Your instructions: Please print the records below word for word, starting with the line that contains "the yellow patterned" and ending after the final line of the records.

Dataset excerpts:
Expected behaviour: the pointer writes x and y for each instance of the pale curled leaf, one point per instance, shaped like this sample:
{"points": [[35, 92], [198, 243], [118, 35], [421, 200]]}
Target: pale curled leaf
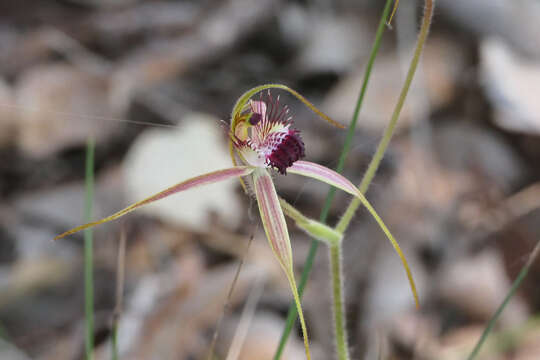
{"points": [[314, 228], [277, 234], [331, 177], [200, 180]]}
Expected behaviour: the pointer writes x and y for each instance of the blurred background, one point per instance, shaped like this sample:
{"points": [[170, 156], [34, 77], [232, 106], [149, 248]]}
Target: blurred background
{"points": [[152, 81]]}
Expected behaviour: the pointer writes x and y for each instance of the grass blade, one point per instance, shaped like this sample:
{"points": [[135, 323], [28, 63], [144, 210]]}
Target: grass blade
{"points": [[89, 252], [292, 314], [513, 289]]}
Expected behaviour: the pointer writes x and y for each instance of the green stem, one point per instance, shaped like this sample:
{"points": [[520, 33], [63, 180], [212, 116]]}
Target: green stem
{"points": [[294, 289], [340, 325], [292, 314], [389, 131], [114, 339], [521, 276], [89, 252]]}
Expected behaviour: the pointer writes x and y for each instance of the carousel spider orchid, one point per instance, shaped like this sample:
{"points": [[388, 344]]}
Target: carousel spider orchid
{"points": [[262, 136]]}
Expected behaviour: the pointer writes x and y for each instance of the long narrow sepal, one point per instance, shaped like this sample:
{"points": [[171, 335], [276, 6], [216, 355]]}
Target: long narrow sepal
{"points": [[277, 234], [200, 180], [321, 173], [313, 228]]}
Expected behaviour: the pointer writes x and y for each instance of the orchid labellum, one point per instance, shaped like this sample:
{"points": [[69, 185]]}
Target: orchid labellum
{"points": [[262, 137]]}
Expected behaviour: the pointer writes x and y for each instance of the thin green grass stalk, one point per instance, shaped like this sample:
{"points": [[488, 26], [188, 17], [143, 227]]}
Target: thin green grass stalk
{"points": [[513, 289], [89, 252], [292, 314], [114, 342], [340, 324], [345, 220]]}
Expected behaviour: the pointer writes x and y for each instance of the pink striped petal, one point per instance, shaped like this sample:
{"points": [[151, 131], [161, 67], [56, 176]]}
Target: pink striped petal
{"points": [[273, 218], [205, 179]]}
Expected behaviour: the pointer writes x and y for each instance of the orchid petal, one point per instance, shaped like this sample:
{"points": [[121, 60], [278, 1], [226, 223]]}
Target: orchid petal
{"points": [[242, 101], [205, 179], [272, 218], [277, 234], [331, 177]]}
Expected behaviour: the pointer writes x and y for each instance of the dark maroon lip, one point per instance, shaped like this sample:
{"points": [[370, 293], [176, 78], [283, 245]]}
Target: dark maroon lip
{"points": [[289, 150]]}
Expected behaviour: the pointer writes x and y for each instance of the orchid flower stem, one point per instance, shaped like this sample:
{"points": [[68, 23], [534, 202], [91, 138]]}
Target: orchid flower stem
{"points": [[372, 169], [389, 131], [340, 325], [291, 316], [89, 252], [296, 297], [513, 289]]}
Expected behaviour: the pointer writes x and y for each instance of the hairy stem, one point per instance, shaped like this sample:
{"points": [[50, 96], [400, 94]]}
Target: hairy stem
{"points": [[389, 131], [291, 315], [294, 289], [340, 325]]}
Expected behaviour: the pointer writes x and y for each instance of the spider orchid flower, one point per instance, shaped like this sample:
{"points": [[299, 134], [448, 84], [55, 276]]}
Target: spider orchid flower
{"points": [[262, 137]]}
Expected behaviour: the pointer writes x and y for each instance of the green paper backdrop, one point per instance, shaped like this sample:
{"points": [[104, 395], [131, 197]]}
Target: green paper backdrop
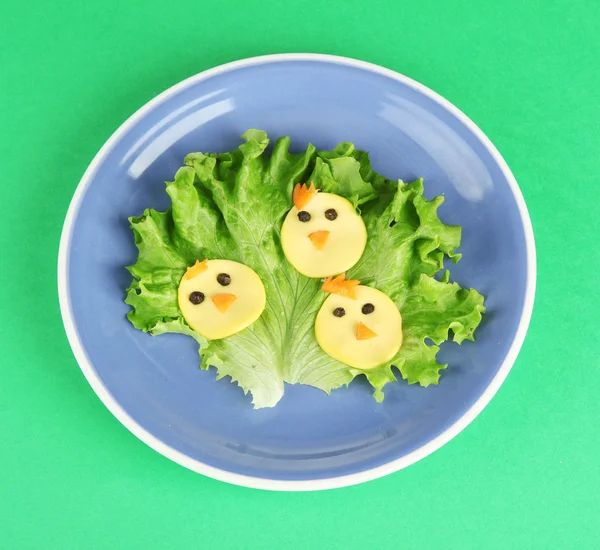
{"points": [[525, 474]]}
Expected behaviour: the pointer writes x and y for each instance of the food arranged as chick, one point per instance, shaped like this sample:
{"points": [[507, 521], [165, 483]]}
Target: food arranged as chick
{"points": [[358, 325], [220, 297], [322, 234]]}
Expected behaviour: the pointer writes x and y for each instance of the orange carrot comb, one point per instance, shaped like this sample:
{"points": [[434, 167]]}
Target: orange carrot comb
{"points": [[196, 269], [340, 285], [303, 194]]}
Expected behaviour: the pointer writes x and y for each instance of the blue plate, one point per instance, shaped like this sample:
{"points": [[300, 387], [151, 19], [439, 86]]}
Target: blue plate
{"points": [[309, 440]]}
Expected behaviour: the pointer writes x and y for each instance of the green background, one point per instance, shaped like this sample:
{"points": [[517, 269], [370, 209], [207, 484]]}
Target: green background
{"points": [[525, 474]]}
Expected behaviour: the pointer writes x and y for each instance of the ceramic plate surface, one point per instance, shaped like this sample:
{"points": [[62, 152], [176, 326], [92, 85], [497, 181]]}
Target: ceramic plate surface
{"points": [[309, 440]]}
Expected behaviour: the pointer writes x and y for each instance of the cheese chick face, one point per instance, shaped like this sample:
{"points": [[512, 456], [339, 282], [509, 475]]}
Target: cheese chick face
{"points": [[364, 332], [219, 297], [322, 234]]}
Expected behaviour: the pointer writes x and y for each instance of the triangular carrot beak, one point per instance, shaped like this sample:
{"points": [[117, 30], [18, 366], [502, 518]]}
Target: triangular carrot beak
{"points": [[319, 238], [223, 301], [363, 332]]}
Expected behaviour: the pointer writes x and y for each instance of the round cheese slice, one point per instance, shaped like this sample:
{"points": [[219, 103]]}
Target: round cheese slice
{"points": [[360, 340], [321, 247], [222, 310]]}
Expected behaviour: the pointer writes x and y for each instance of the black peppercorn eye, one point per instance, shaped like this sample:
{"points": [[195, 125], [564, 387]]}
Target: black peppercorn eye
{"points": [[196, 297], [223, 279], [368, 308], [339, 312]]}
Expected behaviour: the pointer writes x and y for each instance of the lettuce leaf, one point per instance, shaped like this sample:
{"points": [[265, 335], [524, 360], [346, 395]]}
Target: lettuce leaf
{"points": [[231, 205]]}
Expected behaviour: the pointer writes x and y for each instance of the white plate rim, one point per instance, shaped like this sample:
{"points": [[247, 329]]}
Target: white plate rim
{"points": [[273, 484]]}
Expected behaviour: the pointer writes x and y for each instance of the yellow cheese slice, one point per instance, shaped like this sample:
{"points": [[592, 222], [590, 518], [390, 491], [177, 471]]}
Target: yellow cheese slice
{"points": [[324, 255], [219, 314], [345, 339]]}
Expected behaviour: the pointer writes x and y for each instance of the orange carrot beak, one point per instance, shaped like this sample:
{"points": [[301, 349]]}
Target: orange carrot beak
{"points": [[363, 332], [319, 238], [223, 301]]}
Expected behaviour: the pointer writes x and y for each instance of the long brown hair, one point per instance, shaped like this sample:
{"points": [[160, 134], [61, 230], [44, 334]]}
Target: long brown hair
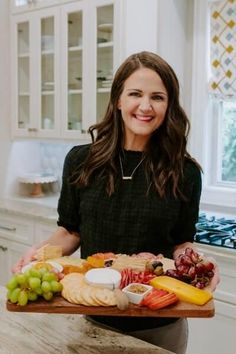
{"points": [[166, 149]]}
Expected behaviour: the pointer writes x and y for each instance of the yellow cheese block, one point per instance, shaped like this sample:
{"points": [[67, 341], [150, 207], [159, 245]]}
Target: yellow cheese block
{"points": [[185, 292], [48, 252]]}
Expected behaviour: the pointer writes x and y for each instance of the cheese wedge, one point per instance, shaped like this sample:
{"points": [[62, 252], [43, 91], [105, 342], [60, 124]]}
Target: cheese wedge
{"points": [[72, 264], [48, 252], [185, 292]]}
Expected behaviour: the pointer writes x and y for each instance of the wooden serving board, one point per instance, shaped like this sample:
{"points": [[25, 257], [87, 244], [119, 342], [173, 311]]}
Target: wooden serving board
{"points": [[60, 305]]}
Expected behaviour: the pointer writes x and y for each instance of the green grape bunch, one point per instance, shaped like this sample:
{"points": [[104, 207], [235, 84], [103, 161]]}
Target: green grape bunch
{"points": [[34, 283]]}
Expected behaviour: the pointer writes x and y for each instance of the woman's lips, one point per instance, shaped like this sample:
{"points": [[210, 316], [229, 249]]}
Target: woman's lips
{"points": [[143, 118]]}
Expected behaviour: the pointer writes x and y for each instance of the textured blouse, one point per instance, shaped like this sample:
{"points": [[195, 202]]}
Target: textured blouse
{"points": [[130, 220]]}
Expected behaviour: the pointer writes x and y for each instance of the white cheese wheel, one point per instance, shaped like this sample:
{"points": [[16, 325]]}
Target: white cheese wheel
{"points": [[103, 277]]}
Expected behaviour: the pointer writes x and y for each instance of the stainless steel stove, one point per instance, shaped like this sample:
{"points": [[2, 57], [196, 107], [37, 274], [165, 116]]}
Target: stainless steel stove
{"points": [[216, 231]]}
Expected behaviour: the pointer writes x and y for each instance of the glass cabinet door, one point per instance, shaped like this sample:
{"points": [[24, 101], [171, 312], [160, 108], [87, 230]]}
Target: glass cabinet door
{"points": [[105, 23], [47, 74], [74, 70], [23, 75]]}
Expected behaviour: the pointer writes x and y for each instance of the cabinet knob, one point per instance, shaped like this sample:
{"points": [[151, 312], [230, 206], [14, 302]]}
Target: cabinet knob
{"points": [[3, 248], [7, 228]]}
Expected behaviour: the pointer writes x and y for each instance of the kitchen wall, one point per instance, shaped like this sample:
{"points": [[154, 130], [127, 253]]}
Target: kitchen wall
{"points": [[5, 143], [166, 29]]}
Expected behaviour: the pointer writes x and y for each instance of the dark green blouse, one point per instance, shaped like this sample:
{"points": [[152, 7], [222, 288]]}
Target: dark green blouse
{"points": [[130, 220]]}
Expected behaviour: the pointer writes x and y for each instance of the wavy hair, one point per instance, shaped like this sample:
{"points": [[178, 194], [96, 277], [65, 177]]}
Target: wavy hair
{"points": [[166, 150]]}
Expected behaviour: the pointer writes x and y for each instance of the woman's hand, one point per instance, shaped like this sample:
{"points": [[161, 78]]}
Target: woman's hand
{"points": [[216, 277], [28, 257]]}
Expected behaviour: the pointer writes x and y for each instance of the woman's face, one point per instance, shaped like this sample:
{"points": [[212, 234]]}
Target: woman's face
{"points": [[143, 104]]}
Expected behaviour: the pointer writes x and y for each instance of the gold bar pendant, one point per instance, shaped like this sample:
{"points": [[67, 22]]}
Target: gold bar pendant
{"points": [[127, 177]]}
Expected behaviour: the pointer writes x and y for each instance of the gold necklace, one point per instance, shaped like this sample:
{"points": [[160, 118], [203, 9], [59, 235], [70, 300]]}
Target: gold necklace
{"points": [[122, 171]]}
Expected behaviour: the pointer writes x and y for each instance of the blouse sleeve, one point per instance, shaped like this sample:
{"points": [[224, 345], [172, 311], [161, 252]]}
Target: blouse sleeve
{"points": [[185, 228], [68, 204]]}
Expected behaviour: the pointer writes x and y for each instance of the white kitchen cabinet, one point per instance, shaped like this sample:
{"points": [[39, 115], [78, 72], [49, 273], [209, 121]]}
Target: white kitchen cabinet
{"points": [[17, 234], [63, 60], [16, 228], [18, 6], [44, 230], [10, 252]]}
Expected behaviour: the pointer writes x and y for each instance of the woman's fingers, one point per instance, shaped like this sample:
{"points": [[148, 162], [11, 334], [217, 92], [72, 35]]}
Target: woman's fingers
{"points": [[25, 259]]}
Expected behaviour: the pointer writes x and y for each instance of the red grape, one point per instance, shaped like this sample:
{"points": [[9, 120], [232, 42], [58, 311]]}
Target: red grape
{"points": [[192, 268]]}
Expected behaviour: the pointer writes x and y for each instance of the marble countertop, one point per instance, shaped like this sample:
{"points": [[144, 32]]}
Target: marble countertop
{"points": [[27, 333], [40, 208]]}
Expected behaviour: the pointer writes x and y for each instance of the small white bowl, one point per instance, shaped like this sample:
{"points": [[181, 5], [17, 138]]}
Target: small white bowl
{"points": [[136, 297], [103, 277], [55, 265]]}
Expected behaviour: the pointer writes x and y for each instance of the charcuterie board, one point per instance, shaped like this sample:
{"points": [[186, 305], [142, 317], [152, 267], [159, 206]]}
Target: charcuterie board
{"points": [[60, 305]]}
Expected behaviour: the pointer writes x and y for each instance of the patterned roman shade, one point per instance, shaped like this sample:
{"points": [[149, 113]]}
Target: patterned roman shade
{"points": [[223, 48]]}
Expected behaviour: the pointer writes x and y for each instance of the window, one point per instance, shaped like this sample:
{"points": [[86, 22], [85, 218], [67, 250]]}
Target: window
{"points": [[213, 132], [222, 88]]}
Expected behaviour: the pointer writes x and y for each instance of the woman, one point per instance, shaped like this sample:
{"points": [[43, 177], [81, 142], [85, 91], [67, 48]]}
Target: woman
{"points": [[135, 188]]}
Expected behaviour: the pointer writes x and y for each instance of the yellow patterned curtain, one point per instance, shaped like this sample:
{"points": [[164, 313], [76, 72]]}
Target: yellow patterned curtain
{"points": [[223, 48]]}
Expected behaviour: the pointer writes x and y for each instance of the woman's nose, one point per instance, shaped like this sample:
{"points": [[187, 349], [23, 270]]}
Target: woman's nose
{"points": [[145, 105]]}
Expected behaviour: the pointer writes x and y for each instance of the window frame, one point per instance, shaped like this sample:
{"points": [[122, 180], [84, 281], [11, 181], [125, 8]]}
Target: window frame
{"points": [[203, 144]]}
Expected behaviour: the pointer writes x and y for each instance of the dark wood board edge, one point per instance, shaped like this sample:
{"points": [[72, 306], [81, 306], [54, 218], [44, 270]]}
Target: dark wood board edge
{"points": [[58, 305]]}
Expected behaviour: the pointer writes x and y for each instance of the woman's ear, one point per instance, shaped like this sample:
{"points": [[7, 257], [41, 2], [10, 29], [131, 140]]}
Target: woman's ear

Answer below:
Expected behaviour: the pointer writes x and y for each instance of the yellow patterned curtain, one point per instance, shaped like this sample:
{"points": [[164, 313], [76, 72]]}
Target: yellow patterned curtain
{"points": [[223, 48]]}
Expected behaviour: the pointer writes x and y for each instance of the woman's nose, one point per instance, shaped like this sample:
{"points": [[187, 349], [23, 270]]}
Target: woman's nose
{"points": [[145, 105]]}
Expected behaviour: the pointer writes x and y for each instance of the window frame, one point per instance, shaped like this sample:
{"points": [[122, 180], [84, 281], [11, 181], [125, 8]]}
Target: window frame
{"points": [[203, 144]]}
Expected behaviour: the pointer writes x and y for each instance of the dark wood board edge, one point per instance, shaped like this sample:
{"points": [[72, 306], [81, 306], [54, 218], [44, 270]]}
Target: dark wood board edge
{"points": [[58, 305]]}
Expected behaviour: the pointer writes x and y for each instance of the woman's ear, one point per instance, shaped like this sample:
{"points": [[7, 257], [41, 2], [10, 29], [131, 140]]}
Target: woman's ear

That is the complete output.